— Begin —

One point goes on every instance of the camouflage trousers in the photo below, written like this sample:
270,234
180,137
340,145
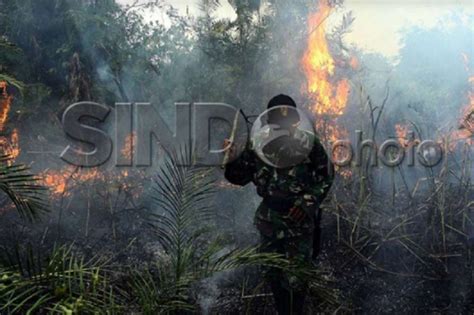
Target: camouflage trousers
294,240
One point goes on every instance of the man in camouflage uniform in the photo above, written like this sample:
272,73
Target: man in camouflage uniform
286,218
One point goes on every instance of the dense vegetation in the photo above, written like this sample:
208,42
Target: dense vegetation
395,240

— End —

Rewrite all of the records above, replacing "photo" with "image" everywhere and changing nothing else. Leave the pictures out.

Answer below:
One point goes on every instance of the camouflage trousers in the image below, written like this sample:
270,234
180,137
340,145
Target: camouflage trousers
294,240
One point goes on every instance of the man in camouflage uniform in the image above, written like this sample:
272,73
Target: man in camouflage uniform
286,218
One point goes on every instance of the dense vegetation in the image above, written like this sample:
208,42
Target: dense vegetation
395,240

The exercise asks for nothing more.